# Happy growling



## Skyesdog (Jun 7, 2012)

Does anyone else's dog use a growl to mean 'I really want to play with you'? Lola will go and fetch a toy and then come and drop it in front of me and then lie down and growl. It is a nice growl, not a frightening, teeth baring one - she doesn't have an aggressive bone in her body!! Then whilst we play tug of war or even just playing on the floor with no toy involved, she growls. There is no doubt in my mind that for her a growl means 'play with me'!! I have seen her growl before in an angry way (at an overly enthusiastic dog in the park or once when her tail was stood upon) but this is different. I always feel I have to justify it if we have friends in, I don't want them to be scared of her!! Biggest threat she holds is that she might lick you to death!


----------



## dio.ren (Jan 18, 2013)

Molly does this too it's a happy growl I guess. She even does it if she is playing with her toys alone and sometimes barks at them.


----------



## lady amanda (Nov 26, 2010)

Yup! Lady too...its like they are trying to talk to you.


----------



## SamRinde (Jun 10, 2013)

Seems to be a common thing. Frankie does it as well.


----------



## Jedicrazy (Apr 26, 2011)

Yep, Obi does it too. If I ignore his happy growl he starts barking at me!


----------



## emjon123 (Apr 9, 2013)

Bailey does it a lot too. I was really worried about it, but dog trainer said it is normal and can sometimes be out of frustration. Bailey does it a lot when she meets other dogs and she is on her lead. She just wants to get the freedom to run around and play.

They are so cute.


----------



## lady amanda (Nov 26, 2010)

Jedicrazy said:


> Yep, Obi does it too. If I ignore his happy growl he starts barking at me!


haha if I ignore Lady's happy growl...a toy is thrust into my leg...lol she is a character.


----------



## Skyesdog (Jun 7, 2012)

Phew - I thought Lola's brain was badly wired 😉😉

Lola moves onto nudging and puppy dog eyes if the growls don't work!!


----------



## RuthMill (Jun 30, 2012)

Yes.. Lola does this too! She talks to us!

Oh and nudging too!!


----------



## SamRinde (Jun 10, 2013)

lady amanda said:


> haha if I ignore Lady's happy growl...a toy is thrust into my leg...lol she is a character.


Oh yea! It's crazy how similar they all are.

Frankie will stand with his two paws on my legs, the toy in my lap, just staring at me, wanting me to throw the toy. He loves fetch more than anything. It's so funny


----------



## Skyesdog (Jun 7, 2012)

* _DATASET ROWS_:

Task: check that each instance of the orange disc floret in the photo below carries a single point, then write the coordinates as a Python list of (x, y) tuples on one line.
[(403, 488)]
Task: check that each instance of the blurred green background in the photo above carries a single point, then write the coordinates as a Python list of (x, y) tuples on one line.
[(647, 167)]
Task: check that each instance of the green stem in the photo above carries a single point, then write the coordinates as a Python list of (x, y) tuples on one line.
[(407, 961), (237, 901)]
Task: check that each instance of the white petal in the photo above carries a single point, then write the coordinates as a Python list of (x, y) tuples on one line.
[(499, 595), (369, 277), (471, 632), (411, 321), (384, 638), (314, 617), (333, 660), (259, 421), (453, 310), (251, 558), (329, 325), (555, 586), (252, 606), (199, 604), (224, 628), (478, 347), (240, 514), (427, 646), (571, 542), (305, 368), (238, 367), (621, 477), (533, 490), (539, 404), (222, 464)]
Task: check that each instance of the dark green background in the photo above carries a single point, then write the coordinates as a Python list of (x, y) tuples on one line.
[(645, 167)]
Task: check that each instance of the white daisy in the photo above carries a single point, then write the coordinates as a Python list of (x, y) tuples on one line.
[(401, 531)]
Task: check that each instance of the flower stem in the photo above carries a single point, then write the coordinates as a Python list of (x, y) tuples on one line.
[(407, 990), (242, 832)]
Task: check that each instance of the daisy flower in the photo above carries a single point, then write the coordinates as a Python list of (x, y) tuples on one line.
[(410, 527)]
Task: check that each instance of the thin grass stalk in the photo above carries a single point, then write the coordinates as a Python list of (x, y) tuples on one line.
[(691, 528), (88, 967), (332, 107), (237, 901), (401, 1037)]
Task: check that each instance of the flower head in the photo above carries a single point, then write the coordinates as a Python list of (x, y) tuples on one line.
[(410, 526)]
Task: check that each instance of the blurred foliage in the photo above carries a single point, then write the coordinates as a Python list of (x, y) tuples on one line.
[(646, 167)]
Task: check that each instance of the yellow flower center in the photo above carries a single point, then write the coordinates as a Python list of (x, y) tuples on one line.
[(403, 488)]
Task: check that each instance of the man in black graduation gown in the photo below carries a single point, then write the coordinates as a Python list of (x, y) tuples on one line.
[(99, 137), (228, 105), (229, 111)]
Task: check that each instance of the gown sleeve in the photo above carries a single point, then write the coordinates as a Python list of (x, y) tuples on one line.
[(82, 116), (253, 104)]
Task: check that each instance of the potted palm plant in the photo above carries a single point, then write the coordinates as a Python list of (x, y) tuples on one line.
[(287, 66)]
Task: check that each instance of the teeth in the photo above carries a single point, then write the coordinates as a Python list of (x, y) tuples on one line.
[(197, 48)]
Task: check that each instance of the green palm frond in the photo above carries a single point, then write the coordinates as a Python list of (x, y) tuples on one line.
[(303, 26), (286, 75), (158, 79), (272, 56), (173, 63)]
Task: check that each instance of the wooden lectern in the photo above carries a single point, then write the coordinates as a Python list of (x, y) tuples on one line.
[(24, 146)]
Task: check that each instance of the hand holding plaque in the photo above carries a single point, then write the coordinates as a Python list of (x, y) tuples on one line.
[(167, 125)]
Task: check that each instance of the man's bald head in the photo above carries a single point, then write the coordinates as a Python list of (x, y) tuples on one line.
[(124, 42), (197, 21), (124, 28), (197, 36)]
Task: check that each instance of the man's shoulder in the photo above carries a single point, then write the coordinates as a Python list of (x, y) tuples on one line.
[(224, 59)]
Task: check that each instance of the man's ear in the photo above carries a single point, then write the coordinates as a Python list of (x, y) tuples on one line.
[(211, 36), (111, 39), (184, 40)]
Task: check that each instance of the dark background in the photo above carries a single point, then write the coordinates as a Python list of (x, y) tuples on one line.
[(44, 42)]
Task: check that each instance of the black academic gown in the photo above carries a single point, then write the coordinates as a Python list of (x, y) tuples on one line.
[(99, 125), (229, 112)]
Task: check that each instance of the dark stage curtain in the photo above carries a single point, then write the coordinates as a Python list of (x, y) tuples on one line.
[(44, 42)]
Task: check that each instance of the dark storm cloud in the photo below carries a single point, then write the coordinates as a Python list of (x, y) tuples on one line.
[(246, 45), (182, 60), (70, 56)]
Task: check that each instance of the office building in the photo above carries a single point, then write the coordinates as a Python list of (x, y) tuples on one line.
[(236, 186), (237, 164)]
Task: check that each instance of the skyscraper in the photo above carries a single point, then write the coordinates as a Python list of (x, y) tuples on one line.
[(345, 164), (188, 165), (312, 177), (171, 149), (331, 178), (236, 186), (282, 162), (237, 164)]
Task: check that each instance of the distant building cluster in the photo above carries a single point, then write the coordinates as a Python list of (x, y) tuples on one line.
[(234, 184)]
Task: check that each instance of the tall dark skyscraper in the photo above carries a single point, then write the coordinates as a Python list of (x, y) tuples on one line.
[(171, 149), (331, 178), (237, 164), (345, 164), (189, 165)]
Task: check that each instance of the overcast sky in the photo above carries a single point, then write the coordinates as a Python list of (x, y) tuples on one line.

* _INSTRUCTIONS_:
1. In the thread on happy growling, what does Lola move on to if her growls don't work?
2. Reproduce the thread on happy growling from "Phew - I thought" to "talks to us!".
3. Translate this sentence from the thread on happy growling into Spanish: "She even does it if she is playing with her toys alone and sometimes barks at them."
The rows aren't needed here.

* _ANSWERS TO EACH TASK_:
1. She moves on to nudging and puppy dog eyes.

2.
Phew - I thought Lola's brain was badly wired 😉😉

Lola moves onto nudging and puppy dog eyes if the growls don't work!!


----------



## RuthMill (Jun 30, 2012)

Yes.. Lola does this too! She talks to us!

3. Incluso lo hace cuando está jugando sola con sus juguetes y a veces les ladra.